What is needed:
Write out, word for word, every line from the one containing "on the potato" through the last line of the records below, both ends included.

Data records:

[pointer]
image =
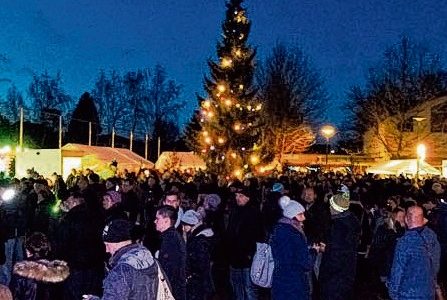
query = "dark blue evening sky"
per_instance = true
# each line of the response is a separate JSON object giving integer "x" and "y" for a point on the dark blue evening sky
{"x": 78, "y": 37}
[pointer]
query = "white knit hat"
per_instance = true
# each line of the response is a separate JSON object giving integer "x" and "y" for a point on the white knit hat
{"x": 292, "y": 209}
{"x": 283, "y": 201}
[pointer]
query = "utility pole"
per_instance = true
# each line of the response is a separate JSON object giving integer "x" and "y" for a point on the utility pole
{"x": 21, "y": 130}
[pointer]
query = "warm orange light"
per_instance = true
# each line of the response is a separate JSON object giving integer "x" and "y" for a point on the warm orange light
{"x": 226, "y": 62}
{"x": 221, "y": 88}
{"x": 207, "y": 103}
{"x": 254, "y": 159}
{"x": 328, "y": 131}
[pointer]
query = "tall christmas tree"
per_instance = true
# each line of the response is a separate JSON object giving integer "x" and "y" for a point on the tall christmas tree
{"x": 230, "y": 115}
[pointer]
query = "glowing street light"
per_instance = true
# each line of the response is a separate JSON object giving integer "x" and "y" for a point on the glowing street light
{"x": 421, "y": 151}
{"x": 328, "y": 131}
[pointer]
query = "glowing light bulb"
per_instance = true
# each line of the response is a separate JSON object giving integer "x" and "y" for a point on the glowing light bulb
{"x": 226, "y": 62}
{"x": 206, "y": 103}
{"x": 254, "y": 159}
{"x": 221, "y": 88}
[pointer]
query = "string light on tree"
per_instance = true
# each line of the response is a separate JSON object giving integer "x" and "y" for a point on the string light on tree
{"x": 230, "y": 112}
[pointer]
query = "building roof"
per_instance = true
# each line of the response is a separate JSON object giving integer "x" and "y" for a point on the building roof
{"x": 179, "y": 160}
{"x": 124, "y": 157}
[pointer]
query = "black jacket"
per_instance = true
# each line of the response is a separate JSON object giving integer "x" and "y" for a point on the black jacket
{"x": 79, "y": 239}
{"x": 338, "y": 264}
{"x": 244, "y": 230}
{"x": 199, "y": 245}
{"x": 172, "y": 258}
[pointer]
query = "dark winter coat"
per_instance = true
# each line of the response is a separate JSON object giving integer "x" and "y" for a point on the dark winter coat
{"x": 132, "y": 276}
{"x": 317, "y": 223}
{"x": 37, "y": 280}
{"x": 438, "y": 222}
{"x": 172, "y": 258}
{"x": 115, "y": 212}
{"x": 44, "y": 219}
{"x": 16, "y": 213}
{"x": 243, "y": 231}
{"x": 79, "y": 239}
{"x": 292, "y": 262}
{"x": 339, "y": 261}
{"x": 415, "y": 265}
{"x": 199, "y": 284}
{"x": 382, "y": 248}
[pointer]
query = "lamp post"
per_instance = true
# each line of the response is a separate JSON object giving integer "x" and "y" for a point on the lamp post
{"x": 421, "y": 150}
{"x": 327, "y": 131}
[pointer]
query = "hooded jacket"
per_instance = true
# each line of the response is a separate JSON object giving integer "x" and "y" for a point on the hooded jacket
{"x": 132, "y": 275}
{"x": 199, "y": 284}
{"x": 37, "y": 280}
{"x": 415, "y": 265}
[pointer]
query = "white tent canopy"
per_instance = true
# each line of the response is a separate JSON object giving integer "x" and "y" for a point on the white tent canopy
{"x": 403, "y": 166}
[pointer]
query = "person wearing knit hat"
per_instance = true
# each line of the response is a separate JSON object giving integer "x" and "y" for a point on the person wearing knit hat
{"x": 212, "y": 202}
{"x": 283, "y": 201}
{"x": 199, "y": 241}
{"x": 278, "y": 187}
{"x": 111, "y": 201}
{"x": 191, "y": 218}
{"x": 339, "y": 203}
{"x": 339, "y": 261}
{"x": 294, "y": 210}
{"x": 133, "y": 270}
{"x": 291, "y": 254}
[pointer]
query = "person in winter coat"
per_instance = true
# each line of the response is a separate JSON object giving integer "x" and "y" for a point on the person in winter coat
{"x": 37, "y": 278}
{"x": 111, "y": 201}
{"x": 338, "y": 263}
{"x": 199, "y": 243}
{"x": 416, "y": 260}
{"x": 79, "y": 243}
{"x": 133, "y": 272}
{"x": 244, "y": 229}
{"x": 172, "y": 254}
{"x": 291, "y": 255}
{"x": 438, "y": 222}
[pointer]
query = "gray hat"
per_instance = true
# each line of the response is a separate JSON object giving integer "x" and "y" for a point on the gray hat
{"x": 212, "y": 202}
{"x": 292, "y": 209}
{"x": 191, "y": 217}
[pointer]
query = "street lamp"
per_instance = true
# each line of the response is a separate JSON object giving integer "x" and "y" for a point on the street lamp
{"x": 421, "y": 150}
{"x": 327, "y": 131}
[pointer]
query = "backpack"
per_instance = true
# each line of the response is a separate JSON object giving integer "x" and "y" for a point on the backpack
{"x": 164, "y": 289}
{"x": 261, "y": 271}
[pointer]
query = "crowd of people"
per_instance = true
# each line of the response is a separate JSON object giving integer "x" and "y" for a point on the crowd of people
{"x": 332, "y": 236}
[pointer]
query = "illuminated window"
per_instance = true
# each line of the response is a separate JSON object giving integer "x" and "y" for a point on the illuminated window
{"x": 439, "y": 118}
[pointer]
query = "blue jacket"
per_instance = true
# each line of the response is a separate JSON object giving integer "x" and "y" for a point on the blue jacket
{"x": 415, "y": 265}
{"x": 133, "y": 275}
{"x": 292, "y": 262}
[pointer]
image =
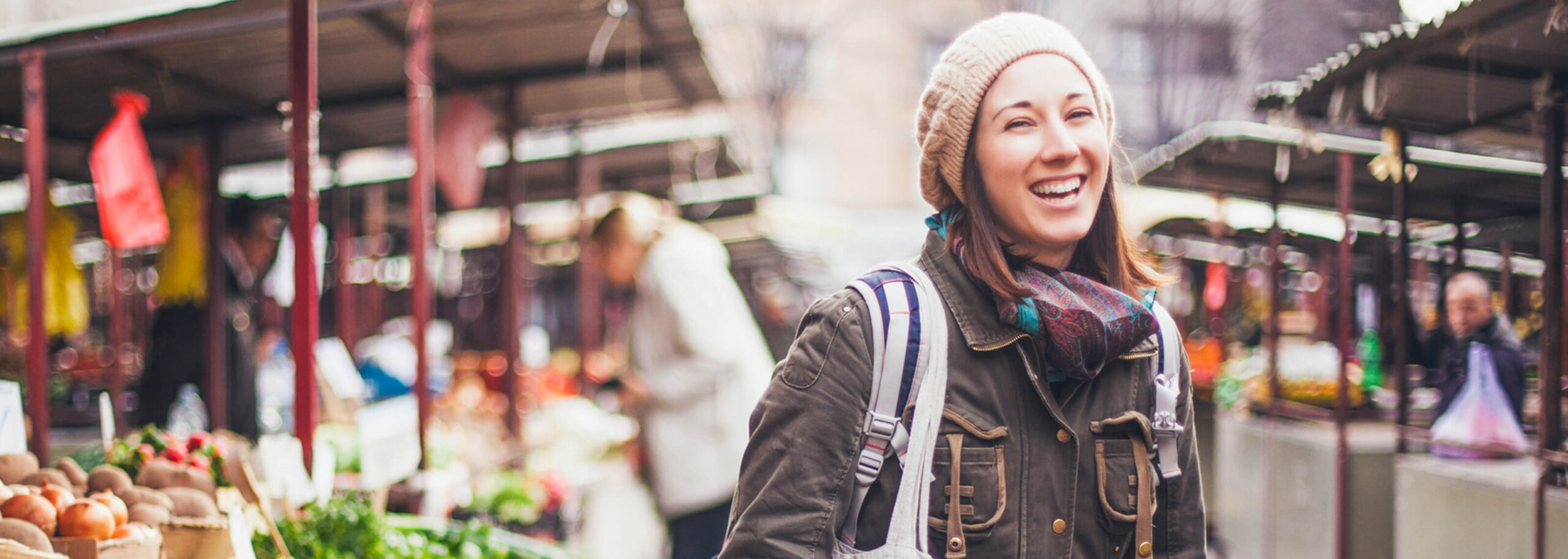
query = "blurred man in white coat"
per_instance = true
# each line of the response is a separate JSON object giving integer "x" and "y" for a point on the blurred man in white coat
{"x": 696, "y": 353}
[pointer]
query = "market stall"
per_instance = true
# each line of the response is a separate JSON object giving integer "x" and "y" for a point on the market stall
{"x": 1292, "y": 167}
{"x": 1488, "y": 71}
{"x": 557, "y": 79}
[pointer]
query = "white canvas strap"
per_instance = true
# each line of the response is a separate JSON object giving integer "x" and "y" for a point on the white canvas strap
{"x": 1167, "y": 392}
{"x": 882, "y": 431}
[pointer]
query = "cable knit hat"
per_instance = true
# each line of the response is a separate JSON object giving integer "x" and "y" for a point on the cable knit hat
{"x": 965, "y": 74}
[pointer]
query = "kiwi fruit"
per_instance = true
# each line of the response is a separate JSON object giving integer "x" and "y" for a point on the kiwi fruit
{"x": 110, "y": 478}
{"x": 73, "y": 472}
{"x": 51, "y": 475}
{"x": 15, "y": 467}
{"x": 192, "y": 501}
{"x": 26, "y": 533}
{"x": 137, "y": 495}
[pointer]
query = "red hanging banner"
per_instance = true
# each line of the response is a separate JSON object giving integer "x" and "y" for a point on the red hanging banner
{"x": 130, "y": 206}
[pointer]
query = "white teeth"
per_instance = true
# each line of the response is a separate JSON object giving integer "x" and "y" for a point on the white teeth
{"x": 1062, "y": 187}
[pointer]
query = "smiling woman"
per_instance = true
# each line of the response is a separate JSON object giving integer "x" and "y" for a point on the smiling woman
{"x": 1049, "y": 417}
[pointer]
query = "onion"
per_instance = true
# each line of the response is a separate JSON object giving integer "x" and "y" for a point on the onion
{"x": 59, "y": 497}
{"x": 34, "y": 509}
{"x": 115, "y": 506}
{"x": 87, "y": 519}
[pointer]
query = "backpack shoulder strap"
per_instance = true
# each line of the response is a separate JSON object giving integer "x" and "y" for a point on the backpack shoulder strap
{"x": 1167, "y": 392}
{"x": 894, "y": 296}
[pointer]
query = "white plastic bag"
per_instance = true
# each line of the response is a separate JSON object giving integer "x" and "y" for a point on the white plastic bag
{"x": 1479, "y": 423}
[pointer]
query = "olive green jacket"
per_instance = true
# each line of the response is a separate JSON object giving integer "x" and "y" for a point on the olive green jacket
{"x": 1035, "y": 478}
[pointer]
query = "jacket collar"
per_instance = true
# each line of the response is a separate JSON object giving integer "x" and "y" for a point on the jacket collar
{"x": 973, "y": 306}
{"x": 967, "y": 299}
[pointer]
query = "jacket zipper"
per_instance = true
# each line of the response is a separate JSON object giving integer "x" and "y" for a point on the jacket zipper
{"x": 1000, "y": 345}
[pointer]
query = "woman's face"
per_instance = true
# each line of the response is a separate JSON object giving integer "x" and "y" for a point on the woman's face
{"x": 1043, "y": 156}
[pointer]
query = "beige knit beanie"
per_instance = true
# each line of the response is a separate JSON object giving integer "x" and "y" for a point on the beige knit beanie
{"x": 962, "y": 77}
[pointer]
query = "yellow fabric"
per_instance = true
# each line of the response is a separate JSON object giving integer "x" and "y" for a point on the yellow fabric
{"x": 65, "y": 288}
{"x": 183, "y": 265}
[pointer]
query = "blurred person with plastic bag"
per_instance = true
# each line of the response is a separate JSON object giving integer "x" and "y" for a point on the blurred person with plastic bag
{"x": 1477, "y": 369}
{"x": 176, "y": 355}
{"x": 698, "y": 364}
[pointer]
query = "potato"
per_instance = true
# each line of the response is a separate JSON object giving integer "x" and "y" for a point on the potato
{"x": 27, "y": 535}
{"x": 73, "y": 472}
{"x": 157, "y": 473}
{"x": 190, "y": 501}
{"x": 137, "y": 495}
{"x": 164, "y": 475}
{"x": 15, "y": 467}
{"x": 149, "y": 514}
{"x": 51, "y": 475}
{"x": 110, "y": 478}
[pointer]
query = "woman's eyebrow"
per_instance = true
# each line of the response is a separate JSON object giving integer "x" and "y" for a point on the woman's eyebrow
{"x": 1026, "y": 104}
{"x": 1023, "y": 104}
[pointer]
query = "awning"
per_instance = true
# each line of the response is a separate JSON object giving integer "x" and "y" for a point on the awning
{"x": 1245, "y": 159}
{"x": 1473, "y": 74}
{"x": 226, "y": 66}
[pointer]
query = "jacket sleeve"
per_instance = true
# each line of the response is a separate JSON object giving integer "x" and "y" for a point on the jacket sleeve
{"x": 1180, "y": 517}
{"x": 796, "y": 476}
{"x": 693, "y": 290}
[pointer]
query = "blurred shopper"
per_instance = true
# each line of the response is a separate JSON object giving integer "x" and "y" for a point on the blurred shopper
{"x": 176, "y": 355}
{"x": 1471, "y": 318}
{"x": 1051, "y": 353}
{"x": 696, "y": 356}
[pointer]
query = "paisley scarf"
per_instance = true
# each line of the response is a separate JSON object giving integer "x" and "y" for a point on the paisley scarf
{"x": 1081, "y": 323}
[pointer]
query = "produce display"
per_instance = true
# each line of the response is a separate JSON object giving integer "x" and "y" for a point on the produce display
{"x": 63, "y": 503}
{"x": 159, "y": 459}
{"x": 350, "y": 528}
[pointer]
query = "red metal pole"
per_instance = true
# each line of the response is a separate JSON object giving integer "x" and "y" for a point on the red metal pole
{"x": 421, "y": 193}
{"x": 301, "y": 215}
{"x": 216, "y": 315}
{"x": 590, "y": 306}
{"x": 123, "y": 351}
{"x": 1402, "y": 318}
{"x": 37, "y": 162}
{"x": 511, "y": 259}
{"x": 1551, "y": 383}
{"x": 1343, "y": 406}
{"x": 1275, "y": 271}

Exercise response:
# each line of the response is a separate JSON object giving integer "x" and "y" for a point on the potato
{"x": 27, "y": 535}
{"x": 73, "y": 472}
{"x": 157, "y": 473}
{"x": 190, "y": 501}
{"x": 137, "y": 495}
{"x": 164, "y": 475}
{"x": 15, "y": 467}
{"x": 149, "y": 514}
{"x": 51, "y": 475}
{"x": 110, "y": 478}
[pointer]
query = "woman's eyebrow"
per_instance = true
# each line of the response is a separate JSON object giving integer "x" and "y" for a point on the woman's eyebrow
{"x": 1026, "y": 104}
{"x": 1023, "y": 104}
[pointer]
query = "awning"
per_instance = true
# each line of the response is a separate JSON object giving integer "x" and "y" for a point on the awning
{"x": 1245, "y": 159}
{"x": 1473, "y": 74}
{"x": 226, "y": 66}
[pointer]
query = "jacket sleeve"
per_instance = true
# each line of the response is a separate JSON object giving integer "x" and "y" for a point on the jacket sleeve
{"x": 1180, "y": 517}
{"x": 796, "y": 476}
{"x": 693, "y": 290}
[pointer]
query = "blurred shopper"
per_instance = true
# each line of the response is a separate JSON object giving integer "x" and "y" for a point on the blurred shopper
{"x": 176, "y": 355}
{"x": 1471, "y": 318}
{"x": 1051, "y": 353}
{"x": 696, "y": 356}
[pointer]
query = "paisley scarf"
per_instance = true
# each line of the response is a separate JSON object giving integer "x" and "y" for a point on the paisley scarf
{"x": 1081, "y": 323}
[pointer]
query = "produce display"
per_instance = true
# each line of the response is a separate JSON object giving integer "x" and "y" for a point on the produce display
{"x": 63, "y": 503}
{"x": 159, "y": 459}
{"x": 350, "y": 528}
[pointer]
query = "red metal pole"
per_instance = true
# each line of the response is a separate JSON object giving integer "x" and "y" for a point on the red metal pole
{"x": 421, "y": 193}
{"x": 301, "y": 215}
{"x": 216, "y": 315}
{"x": 590, "y": 306}
{"x": 123, "y": 351}
{"x": 1402, "y": 318}
{"x": 37, "y": 162}
{"x": 511, "y": 259}
{"x": 1551, "y": 383}
{"x": 1343, "y": 406}
{"x": 1275, "y": 271}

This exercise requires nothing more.